The Chinese Communist Party’s (CCP) control over social networking companies in China has become even tighter and has recently made great efforts to force companies to increase censorship and surveillance, making users comply with rules on posting “illegal” topics that harm the image of the Chinese regime. In addition, companies must provide all user information such as emails, photos, documents, and contacts of millions of residents to the Chinese government.
As a new measure, the CCP established that since April 28, social networking companies must expose the geolocation data of each of the users, i.e., show their locations based on their Internet Protocol (IP) addresses, without the consent of the person.
Weibo, a social network similar to Twitter and other Chinese social networking platforms, applies this function every time users make a post or comment.
The social network said that the location function prevents “bad behavior” on the Internet, Reuters reported.
This means not discussing their religious beliefs or communicating with relatives and others abroad. The most censored topics are related to the reputation of the party or officials, foreign affairs, health, security, and activism.
For that reason, the pandemic was a sensitive issue for the Chinese authorities, who censored, for example, users’ requests on the networks for an independent investigation into the origins of COVID-19 and also silenced all criticism of vaccines produced in China, reported The Citizen Lab.
Any negative or unauthorized content related to CCP officials is heavily censored. So is censorship of taboo topics such as the Tiananmen massacre on June 4, 1989; Taiwan independence; and repression of ethnic minorities in Xinjiang and Tibet, or banned religious groups such as Falun Gong in many parts of China, according to China Digital Times.
WeChat users are increasingly self-censoring to avoid having their accounts shut down or other sanctions, WSJ reports.
The Cyberspace Administration of China (CAC) and the CCP’s Central Commission for Cyberspace Affairs oversee the telecommunications sector and regulate internet content.
In March 2020, the CAC approved the so-called provisions on the internet information content ecosystem governance. These provisions place online content into three categories: encouraged positive content that refers to “spreading the party’s doctrine,” negative content discouraging “excessive celebrity gossip,” and “sensationalist headlines,” The illegal category includes terrorist and obscene content, as well as information that “harms the honor and interests of the nation,” “subverts” the CCP regime or questions the government’s social, ethnic, religious or economic policies, Insider reported.
......
> _WHAT YOU NEED TO DO_:
1. Extract, word for word, the part of the passage on Chinese internet censorship from "For that reason, the" to "sanctions, WSJ reports.".
2. Decide whether each statement agrees with the passage on Chinese internet censorship. Answer yes or no, and quote the deciding words.
(a) The rule requiring social networking companies to expose users' geolocation data applies from April 28.
(b) The CAC approved the provisions on internet information content ecosystem governance in March 2021.
(c) Weibo shows a user's location when the user makes a post, but not when the user writes a comment.
......
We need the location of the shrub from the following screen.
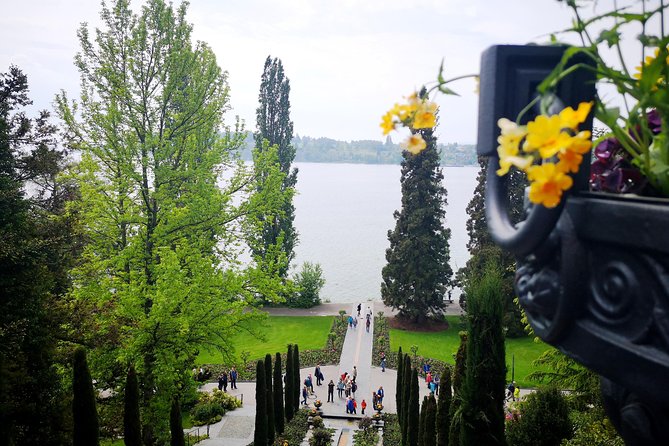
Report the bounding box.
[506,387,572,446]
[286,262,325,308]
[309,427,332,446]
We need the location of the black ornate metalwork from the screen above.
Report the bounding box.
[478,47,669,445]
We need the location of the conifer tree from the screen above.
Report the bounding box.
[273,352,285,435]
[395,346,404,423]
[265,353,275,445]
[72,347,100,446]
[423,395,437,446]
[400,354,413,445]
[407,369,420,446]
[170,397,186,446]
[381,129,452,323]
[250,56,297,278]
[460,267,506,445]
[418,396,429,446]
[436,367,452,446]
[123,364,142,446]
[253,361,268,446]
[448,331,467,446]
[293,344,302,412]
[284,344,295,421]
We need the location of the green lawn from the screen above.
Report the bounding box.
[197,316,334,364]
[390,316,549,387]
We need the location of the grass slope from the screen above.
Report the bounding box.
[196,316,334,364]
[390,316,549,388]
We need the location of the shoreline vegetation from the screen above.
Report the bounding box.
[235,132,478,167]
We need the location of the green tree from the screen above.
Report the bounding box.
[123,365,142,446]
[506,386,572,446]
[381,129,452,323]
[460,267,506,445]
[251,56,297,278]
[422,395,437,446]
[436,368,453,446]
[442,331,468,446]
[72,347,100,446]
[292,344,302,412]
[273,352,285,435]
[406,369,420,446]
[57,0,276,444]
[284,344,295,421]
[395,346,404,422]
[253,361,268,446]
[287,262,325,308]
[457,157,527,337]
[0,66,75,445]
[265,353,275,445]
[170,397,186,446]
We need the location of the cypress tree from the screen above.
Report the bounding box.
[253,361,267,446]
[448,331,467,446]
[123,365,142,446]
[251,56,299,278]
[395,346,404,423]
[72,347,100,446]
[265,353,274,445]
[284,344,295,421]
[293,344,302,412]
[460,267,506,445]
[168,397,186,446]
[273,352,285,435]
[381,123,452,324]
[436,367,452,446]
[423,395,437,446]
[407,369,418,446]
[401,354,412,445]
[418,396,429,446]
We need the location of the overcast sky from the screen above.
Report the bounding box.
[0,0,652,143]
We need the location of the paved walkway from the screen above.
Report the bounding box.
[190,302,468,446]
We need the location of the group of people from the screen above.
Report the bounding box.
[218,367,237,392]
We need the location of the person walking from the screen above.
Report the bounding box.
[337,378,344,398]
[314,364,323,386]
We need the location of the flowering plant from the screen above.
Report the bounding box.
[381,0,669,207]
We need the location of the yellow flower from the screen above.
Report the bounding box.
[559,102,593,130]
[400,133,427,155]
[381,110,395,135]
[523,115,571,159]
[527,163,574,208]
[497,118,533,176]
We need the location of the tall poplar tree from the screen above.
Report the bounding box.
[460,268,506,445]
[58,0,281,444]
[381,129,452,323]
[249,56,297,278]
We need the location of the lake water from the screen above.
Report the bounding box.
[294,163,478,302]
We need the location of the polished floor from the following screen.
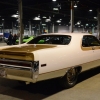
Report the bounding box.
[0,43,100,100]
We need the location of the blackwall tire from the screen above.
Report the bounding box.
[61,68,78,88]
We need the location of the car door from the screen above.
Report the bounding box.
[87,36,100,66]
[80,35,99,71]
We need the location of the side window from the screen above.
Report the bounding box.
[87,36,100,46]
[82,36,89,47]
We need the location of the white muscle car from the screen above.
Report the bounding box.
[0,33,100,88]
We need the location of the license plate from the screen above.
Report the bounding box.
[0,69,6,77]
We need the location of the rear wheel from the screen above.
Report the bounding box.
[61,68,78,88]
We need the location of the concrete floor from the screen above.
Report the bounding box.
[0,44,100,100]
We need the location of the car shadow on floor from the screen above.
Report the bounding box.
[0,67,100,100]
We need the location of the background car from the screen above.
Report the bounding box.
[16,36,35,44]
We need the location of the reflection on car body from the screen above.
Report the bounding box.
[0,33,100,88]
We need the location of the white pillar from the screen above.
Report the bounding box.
......
> _WRITTEN ANSWERS_:
1.
For that reason, the pandemic was a sensitive issue for the Chinese authorities, who censored, for example, users’ requests on the networks for an independent investigation into the origins of COVID-19 and also silenced all criticism of vaccines produced in China, reported The Citizen Lab.
Any negative or unauthorized content related to CCP officials is heavily censored. So is censorship of taboo topics such as the Tiananmen massacre on June 4, 1989; Taiwan independence; and repression of ethnic minorities in Xinjiang and Tibet, or banned religious groups such as Falun Gong in many parts of China, according to China Digital Times.
WeChat users are increasingly self-censoring to avoid having their accounts shut down or other sanctions, WSJ reports.

2.
(a) Yes: "since April 28, social networking companies must expose the geolocation data of each of the users"
(b) No: "In March 2020, the CAC approved the so-called provisions on the internet information content ecosystem governance."
(c) No: "applies this function every time users make a post or comment"